**Directions for this task:** Starting with the line that contains "Would you be able to pin the electrical", copy every remaining line of the data below exactly, the last one included.

Stored items
..........
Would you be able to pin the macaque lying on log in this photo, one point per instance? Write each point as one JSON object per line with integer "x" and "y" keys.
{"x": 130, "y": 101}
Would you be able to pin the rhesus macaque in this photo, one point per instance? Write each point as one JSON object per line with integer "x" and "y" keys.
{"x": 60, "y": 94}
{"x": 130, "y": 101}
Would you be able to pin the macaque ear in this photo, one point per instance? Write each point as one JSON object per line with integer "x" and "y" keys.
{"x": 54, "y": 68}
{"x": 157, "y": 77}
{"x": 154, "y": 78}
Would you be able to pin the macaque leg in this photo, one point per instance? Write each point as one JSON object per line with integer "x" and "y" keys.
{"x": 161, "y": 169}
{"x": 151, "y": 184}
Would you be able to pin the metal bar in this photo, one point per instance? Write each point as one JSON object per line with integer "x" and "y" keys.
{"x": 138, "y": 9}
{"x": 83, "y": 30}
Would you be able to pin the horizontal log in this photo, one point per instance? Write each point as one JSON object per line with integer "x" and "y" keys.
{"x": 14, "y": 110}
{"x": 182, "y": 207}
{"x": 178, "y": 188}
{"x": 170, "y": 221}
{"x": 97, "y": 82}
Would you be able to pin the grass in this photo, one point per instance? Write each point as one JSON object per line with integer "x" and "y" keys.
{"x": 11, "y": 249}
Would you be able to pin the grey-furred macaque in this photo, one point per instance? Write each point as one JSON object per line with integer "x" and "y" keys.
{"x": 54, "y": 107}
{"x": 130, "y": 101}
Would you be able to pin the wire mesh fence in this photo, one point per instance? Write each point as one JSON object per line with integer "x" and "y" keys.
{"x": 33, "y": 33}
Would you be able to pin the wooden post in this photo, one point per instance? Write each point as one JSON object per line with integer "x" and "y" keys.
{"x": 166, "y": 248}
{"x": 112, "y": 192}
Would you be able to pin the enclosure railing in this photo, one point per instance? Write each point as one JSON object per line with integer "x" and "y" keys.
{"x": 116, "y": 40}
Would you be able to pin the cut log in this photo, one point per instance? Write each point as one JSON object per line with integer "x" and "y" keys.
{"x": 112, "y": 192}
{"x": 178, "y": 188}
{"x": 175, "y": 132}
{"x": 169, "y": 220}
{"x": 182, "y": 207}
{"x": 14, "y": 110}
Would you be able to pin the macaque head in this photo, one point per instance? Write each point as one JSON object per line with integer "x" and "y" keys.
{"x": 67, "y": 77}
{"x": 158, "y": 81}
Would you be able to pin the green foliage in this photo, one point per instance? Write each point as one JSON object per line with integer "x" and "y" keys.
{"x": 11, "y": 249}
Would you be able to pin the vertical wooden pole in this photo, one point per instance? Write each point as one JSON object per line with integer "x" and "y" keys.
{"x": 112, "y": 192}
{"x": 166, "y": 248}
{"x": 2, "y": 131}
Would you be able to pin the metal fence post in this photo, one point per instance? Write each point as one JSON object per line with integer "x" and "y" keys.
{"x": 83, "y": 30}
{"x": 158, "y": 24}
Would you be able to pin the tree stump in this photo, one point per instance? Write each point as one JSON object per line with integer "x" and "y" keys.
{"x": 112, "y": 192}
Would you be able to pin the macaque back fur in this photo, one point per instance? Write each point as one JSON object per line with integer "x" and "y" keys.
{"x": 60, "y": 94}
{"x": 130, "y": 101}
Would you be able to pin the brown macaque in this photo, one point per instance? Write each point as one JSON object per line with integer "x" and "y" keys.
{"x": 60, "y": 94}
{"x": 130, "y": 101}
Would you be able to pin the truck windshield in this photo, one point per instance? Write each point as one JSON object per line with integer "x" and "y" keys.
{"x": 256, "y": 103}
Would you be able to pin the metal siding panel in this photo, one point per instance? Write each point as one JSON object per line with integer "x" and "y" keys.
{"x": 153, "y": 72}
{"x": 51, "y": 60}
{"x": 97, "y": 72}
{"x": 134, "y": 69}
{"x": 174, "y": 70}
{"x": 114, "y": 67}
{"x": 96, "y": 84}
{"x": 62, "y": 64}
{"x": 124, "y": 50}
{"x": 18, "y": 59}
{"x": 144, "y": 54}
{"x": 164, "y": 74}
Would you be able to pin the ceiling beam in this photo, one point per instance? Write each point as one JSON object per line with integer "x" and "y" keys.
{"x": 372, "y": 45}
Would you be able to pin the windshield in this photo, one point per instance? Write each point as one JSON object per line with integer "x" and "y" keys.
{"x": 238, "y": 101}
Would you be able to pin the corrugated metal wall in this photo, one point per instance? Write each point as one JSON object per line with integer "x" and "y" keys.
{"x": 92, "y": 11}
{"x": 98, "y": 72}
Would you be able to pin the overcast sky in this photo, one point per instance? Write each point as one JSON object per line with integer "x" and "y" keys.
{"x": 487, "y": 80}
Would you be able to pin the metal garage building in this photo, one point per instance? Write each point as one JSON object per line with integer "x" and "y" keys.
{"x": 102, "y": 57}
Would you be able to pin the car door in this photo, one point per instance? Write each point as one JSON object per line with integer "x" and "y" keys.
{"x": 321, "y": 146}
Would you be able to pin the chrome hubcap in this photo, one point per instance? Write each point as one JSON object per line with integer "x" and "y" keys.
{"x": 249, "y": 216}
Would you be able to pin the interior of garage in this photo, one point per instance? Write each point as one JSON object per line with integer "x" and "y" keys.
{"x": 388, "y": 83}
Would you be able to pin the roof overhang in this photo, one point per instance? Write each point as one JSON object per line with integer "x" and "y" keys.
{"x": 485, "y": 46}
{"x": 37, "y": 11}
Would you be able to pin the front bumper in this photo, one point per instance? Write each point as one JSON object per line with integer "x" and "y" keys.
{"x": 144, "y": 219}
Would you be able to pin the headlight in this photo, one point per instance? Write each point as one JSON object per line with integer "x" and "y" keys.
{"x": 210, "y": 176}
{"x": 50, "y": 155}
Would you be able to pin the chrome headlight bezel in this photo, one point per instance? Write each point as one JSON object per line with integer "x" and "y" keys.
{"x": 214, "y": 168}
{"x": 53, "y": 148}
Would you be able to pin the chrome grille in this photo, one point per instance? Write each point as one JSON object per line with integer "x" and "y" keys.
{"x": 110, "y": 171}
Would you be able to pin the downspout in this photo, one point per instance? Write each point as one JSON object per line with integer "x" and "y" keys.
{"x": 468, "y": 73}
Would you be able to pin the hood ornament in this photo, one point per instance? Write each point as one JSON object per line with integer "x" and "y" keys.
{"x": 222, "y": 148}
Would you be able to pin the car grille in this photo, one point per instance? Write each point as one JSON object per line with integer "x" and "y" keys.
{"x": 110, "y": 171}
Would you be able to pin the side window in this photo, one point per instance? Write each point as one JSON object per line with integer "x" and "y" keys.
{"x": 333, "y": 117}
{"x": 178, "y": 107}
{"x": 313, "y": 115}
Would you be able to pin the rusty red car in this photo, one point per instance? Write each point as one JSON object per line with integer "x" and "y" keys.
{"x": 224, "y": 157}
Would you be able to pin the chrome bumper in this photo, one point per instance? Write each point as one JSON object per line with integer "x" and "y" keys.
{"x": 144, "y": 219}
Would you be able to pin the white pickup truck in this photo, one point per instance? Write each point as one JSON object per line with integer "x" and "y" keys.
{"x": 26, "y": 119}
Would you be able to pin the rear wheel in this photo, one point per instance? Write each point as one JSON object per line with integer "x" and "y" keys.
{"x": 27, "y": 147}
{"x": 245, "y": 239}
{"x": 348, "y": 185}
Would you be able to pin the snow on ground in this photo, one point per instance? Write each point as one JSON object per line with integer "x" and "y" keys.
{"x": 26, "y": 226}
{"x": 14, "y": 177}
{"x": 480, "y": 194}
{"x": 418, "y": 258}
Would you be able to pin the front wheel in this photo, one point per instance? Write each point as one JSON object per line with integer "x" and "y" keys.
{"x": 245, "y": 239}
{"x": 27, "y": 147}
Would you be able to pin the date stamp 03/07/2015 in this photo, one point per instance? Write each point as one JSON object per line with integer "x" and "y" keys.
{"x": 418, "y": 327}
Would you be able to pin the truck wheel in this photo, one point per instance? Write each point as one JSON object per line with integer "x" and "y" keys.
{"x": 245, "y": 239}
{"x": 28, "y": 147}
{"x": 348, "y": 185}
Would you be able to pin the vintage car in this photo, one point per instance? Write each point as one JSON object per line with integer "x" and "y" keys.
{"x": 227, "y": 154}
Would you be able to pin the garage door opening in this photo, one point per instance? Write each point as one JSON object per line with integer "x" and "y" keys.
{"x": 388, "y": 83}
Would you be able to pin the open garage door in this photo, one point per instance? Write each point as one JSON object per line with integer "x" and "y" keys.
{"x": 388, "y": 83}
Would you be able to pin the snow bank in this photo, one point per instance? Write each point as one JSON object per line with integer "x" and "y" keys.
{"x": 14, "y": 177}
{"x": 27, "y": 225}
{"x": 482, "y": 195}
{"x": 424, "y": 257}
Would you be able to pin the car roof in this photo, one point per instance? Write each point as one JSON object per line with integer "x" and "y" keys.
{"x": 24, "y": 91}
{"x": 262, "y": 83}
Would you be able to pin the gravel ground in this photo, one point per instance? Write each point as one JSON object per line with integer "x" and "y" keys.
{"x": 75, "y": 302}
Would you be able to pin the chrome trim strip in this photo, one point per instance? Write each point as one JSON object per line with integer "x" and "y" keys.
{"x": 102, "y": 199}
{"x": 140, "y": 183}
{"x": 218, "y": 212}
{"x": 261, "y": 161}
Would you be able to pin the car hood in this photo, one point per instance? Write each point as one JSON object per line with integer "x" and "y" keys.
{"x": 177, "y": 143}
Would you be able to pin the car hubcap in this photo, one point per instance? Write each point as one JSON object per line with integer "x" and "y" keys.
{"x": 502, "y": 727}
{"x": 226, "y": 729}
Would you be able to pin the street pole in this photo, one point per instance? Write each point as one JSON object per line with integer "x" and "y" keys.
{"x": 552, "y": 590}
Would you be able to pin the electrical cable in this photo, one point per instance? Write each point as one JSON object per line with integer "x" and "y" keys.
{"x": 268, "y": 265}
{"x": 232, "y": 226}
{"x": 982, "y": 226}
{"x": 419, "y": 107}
..........
**Response area:**
Would you be able to pin the electrical cable in this photo, one point per instance? Write each point as one JSON object per line with integer "x" and "y" keys.
{"x": 268, "y": 265}
{"x": 232, "y": 226}
{"x": 982, "y": 226}
{"x": 419, "y": 107}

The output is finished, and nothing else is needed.